START Data for this task
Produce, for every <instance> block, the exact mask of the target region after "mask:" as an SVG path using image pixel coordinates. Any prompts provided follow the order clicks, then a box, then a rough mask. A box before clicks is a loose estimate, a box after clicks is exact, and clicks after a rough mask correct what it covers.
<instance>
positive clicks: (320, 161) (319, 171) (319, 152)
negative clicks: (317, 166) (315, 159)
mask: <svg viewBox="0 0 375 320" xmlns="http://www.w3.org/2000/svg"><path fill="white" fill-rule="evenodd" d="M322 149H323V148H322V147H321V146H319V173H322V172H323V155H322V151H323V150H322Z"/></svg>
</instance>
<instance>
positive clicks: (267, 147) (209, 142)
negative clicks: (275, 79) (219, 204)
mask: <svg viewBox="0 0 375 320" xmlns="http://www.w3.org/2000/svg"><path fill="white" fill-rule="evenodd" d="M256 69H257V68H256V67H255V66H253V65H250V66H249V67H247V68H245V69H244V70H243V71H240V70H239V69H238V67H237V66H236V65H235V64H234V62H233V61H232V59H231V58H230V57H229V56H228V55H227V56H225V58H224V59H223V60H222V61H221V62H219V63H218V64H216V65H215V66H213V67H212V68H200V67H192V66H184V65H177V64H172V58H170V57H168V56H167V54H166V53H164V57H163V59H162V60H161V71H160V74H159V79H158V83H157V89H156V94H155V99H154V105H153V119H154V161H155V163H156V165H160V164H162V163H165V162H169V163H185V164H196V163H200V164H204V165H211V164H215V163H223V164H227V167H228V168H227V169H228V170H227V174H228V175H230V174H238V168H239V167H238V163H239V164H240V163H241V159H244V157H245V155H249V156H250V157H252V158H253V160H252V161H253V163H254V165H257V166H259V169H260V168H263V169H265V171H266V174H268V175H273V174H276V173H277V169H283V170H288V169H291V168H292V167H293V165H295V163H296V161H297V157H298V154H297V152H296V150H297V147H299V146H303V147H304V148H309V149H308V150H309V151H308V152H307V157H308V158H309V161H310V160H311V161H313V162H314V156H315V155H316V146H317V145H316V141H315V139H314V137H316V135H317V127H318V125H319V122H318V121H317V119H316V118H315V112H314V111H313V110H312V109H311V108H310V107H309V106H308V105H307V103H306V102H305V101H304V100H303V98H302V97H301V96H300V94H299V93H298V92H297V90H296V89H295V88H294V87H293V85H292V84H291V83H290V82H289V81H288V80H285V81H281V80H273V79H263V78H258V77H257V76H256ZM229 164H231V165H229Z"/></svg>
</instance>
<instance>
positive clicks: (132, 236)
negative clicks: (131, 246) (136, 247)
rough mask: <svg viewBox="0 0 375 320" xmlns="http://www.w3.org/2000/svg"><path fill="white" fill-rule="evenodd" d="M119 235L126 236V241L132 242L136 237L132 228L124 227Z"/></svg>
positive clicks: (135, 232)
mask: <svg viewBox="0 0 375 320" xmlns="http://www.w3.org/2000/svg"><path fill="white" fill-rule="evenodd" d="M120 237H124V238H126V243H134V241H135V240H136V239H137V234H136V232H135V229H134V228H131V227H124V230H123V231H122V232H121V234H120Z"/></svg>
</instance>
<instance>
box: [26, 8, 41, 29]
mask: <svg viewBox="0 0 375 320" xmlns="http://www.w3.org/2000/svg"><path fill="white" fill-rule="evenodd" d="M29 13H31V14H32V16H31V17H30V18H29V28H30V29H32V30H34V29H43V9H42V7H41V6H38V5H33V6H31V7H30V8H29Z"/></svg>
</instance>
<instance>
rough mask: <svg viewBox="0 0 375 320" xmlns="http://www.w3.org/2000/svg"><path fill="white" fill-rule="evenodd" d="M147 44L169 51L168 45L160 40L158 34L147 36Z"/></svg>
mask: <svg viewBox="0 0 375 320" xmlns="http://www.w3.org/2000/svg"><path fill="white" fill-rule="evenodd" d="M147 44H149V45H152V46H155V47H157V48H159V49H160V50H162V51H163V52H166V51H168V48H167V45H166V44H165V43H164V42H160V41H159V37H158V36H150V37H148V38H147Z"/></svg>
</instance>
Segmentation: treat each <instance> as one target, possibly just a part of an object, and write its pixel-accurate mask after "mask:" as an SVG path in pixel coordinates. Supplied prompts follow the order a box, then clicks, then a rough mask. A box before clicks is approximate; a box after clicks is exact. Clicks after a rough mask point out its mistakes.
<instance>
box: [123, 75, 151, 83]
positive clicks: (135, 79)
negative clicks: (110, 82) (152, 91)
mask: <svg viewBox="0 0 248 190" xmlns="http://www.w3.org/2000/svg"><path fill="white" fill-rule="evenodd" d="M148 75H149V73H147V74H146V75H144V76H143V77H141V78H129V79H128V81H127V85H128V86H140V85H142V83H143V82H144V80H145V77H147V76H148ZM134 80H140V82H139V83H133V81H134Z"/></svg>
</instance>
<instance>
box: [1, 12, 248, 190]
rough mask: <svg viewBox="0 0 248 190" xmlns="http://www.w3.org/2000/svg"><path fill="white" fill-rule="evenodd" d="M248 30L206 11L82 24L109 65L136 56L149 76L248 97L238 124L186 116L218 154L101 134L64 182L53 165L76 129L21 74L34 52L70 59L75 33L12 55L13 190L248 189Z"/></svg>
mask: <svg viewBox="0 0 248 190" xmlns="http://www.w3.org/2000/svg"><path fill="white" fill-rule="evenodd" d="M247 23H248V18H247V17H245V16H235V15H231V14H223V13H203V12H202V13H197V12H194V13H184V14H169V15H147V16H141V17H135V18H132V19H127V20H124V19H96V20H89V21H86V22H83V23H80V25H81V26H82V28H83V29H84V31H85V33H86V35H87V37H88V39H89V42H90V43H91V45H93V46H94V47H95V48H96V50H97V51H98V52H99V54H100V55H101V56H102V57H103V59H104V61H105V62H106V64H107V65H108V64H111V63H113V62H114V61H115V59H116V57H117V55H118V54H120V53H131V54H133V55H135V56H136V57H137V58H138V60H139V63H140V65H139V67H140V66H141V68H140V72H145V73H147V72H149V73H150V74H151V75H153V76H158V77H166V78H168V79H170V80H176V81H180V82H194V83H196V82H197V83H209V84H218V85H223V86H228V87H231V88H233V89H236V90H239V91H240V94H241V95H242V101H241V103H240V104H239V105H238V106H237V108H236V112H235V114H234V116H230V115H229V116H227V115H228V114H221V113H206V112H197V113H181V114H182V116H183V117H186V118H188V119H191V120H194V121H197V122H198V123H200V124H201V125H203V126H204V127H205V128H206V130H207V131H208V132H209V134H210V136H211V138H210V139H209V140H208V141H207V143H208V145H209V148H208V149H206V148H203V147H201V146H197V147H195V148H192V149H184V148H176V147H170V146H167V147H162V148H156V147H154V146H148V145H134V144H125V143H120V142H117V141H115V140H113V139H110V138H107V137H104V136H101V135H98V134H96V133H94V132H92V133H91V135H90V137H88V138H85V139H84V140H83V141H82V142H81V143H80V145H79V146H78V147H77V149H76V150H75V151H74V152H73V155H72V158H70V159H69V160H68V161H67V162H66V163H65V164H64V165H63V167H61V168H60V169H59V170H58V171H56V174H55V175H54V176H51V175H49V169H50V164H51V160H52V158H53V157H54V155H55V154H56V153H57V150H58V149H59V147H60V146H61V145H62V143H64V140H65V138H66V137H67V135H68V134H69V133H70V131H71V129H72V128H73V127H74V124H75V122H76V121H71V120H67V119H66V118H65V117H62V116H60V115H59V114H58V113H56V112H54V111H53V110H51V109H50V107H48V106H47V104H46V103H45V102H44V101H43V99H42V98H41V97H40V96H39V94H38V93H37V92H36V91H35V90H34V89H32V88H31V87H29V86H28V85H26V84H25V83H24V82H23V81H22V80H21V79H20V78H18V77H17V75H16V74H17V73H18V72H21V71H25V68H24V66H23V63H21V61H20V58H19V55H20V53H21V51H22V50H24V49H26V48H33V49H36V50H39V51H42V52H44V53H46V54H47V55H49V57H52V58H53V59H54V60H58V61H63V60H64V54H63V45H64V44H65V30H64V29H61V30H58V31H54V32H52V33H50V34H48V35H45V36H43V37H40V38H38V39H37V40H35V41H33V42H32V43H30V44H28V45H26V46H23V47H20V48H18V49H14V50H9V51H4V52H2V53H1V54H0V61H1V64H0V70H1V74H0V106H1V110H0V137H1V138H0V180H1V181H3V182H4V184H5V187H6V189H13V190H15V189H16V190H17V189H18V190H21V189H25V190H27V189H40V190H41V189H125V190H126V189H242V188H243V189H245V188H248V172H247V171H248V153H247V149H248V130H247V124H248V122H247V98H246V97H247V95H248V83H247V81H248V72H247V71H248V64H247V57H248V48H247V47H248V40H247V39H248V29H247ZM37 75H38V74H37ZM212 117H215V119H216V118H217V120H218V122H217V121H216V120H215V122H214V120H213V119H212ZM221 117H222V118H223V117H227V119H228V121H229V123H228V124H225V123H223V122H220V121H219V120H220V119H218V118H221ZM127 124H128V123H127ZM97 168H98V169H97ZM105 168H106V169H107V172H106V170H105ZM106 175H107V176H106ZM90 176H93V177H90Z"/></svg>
END Data for this task
Look through the listing above. Pick out each line with "then" and copy it.

Produce, for every <instance> block, the exact mask of the target region after "mask:" as an SVG path using image pixel coordinates. Any prompts provided follow the order clicks, then a box, then a rough mask. A box before clicks is a loose estimate, a box after clicks is exact, and clicks after a rough mask correct what it covers.
Segmentation: treat each <instance> as one target, possibly just a part of an object, and write its pixel-accurate mask after "mask:" as an SVG path in pixel coordinates. Supplied prompts follow the order a box, then clicks, then a rough mask. A box before clicks is approximate; a box after clicks is exact. Clicks after a rough mask point out its mistakes.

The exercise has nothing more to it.